**Passage:**
###

The US/China friction is "about technology more than trade"

  • By Kate Weber

China is treading slowly while they decide which path to take as they tackle trade tensions with the US with the latter focusing on slowing down the pace of technology transfer to its trading rival. 

Speaking at the Global Slowdown in 2019 in Sydney, chief economist for Asia-Pacific at S&P Global Ratings, Shaun Roache assessed trade relations between the U.S and China will remain tight as the US.
looks to keep China at a distance. 

“The US is trying to slow down the pace of technology transfer to China. 

“There are three issues that the US is focused on. 

It's intellectual property protection, market access foreign in China and a level playing field with fair competition between foreign firms and state enterprises, but also increasingly private sector champions in China.”

Roache said despite tariffs regularly featuring in the media, they are the “least important’ part of the U.S strategy. 

“Tariffs are the least important part of the US strategy. 

“The US is making it harder for Chinese firms to acquire foreign technology abroad through investment and it's working.

“But this is going to continue to be important. It's making it harder for the China supply chain to source foreign influence.” 

China heavily relies on technology from foreign investment as their main source of growth as their technology sector is currently growing twice as fast as the global economy. 

“The US/ China [friction] is about technology more than trade so it's a difficult problem solved. But the effects are going to be felt more long term particularly in China. 

“If underlying growth is really slowing because China can’t get the technology that it needs and China still wants to keep growth rates 6 per cent. 

“How is it going to fill that gap between its growth targets and underlying growth. 

“Well we know the answer” its stimulus and in the old-fashioned way of infrastructure, investments and real estate. 

“The problem is that it will just make a vulnerable situation worse.”

China’s next move 

Roache said the current outlook is “worrying” and potential crisis talks could depend on China’s next move as their economy has been “quite mild and modest.”

“It is telling us that the Chinese are being very careful. 

“They don't want to overdo it, but they now have a choice. If growth continues to slow, are they going to let growth slow or are they going to continue to try to push growth?

###

**Data shown:**
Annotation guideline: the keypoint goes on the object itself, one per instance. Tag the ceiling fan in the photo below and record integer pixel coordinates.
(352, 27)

###

**Problem statement:**
Print the part of the article on US–China technology friction between "China is treading" and "tight as the US.", inclusive, with no changes.

**Written solution:**
China is treading slowly while they decide which path to take as they tackle trade tensions with the US with the latter focusing on slowing down the pace of technology transfer to its trading rival. 

Speaking at the Global Slowdown in 2019 in Sydney, chief economist for Asia-Pacific at S&P Global Ratings, Shaun Roache assessed trade relations between the U.S and China will remain tight as the US.